**Task description**
How many lines in the rows below contain the string "find"? Reply with the number only.
── Items ──
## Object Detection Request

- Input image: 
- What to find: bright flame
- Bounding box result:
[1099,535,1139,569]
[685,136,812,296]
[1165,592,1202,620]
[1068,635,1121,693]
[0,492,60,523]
───
── Items ──
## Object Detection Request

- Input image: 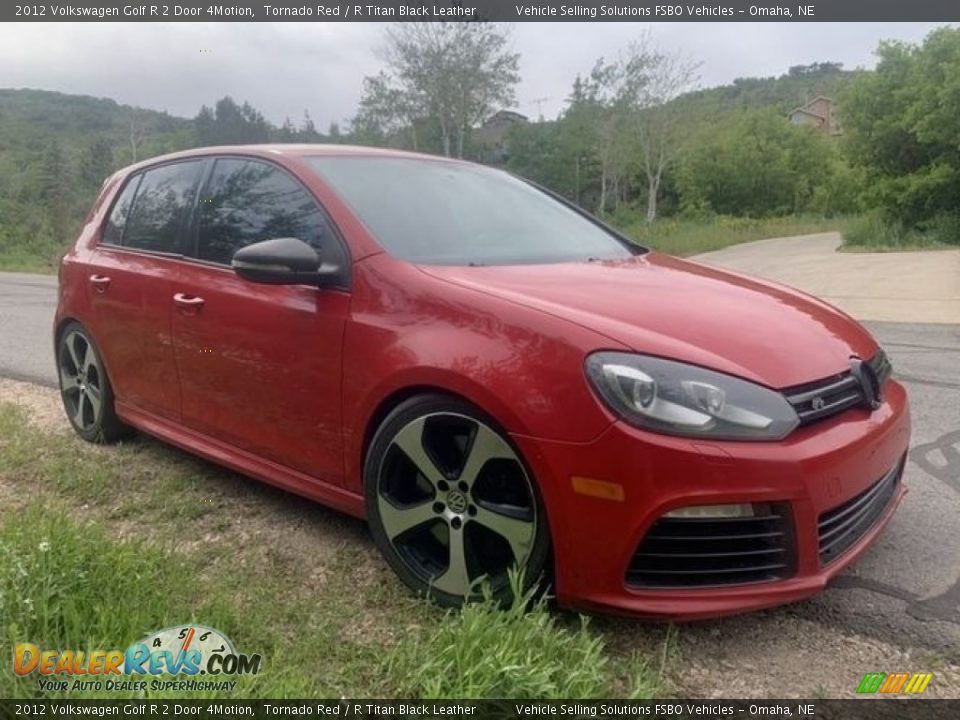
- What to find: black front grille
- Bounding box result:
───
**Task answer**
2